» GIVEN EXERCISE 1
Summarize the biography of Jasmine Hyde in two sentences.
» GIVEN EXERCISE 2
Decide whether each statement agrees with the biography of Jasmine Hyde, answering yes or no and quoting the words that settle it: (a) She played Hilda Rumpole opposite Julian Rhind-Tutt before working opposite Benedict Cumberbatch. (b) She graduated from RADA in 2000. (c) She appeared as Bella in JAM in May 2017.
──────── QUOTED PASSAGE ────────
Jasmine Hyde  is an English actress who has appeared on the stage radio and screen. She is best known for her role as the young Hilda Rumpole in many years of the BBC Radio 4 dramatisations of Rumpole of the Bailey, opposite Benedict Cumberbatch and then later, Julian Rhind-Tutt, including Rumpole and the Penge Bungalow Murders. Most recently she appeared as Anna in The Arcola's production of 'The Cutting Edge' written and directed by Jack Shepherd.

In 2017 she played the lead role in Gary Sinyor’s psychological thriller The Unseen.

Career
Jasmine Hyde graduated from RADA in 2000. She won the BBC Carleton Hobbs Award for Radio in 2000/2001. resulting in a contract on the BBC radio drama rep company as her first job.

Film

In May 2017, she appeared as Bella in Matt Parvin's JAM opposite former Harry Potter actor Harry Melling.
──────── DATASET ENTRIES ────────
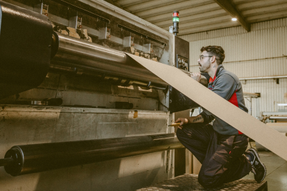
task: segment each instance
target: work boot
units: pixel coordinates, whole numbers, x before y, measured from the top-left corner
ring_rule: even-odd
[[[249,159],[252,165],[251,172],[254,174],[254,179],[261,183],[266,176],[266,167],[260,161],[259,155],[254,149],[247,149],[244,154]]]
────────
» COMPLETE RESPONSE 1
Jasmine Hyde is an English actress who has worked on stage, radio and screen and is best known for playing the young Hilda Rumpole in BBC Radio 4 dramatizations of Rumpole of the Bailey. She graduated from RADA in 2000, won the BBC Carleton Hobbs Award for Radio, and in 2017 played the lead role in Gary Sinyor's psychological thriller The Unseen.

» COMPLETE RESPONSE 2
(a) No: "opposite Benedict Cumberbatch and then later, Julian Rhind-Tutt"
(b) Yes: "Jasmine Hyde graduated from RADA in 2000."
(c) Yes: "In May 2017, she appeared as Bella in Matt Parvin's JAM"